## EXERCISE AIM
Repeat all of the records word for word, but skip any picture.

_ _ _ _

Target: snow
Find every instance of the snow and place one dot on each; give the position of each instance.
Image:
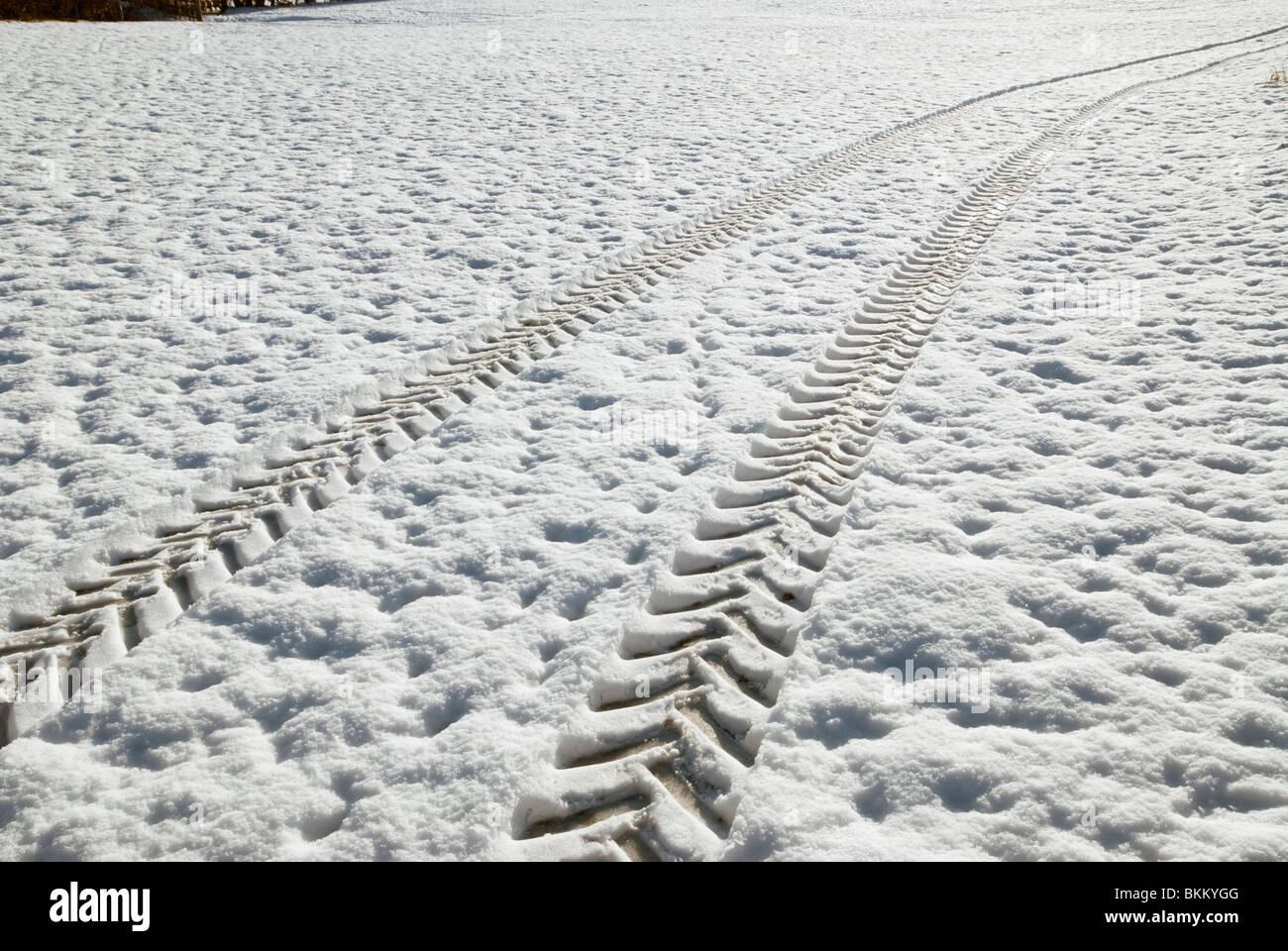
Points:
(1086, 504)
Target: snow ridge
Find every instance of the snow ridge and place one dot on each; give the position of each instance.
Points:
(649, 770)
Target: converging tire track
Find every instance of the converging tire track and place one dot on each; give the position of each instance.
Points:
(649, 767)
(146, 586)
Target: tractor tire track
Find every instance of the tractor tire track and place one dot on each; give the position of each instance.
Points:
(649, 767)
(146, 586)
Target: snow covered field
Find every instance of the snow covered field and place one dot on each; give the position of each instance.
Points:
(1077, 499)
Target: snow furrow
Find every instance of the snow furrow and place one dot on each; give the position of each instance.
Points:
(138, 589)
(651, 766)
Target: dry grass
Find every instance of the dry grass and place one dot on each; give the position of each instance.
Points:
(59, 9)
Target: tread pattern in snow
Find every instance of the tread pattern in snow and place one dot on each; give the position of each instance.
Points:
(651, 768)
(143, 589)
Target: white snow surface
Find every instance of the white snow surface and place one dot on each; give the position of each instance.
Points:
(1089, 505)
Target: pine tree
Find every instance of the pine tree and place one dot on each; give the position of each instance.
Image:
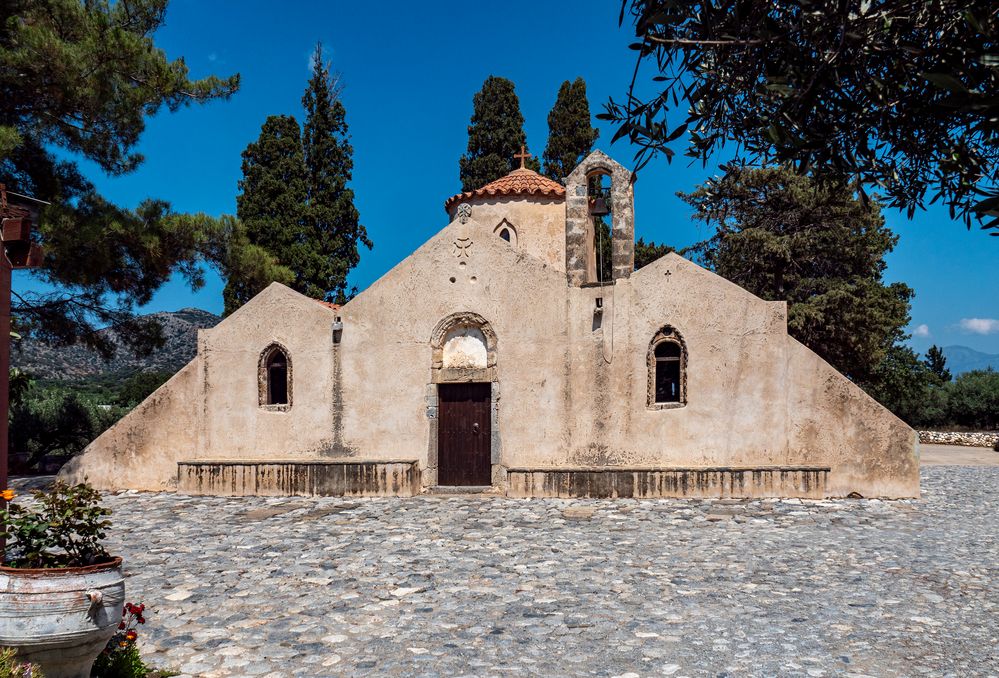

_ _ _ _

## RESPONSE BOX
Target: snow
Find every instance of the snow and place one dot on each; give the position of each instance.
Image:
Points:
(1086, 504)
Target: snow ridge
Find every instance of the snow ridge and place one dot on each; give the position of each instance.
Points:
(649, 770)
Target: converging tire track
Find every instance of the converging tire track and place one dot on each; give the position of each instance.
Points:
(649, 767)
(146, 586)
Target: tractor tire track
Find every instance of the tractor tire track and place one dot on each; give the position of each instance.
Points:
(649, 767)
(146, 586)
Target: snow covered field
Find every instance of the snow covered field and place one dot on each; give the position of each instance.
Points:
(1077, 499)
Target: snow furrow
Find every instance of the snow furrow and place one dot on each; give the position of each instance.
Points:
(138, 589)
(651, 766)
Target: dry grass
Find every instance of the dry grass and place one dot on each; give the position of each instance.
Points:
(59, 9)
Target: tread pattern in snow
Find every instance of the tread pattern in snow and place one dot on each; give the position of each instance.
Points:
(651, 768)
(143, 589)
Target: white snow surface
Find every instance of the white snow surface and place one dot on each; give the position of each instance.
Points:
(1089, 505)
Target: pine tree
Find every instance of the pine tree and place one dot on each; give the position of each instance.
Image:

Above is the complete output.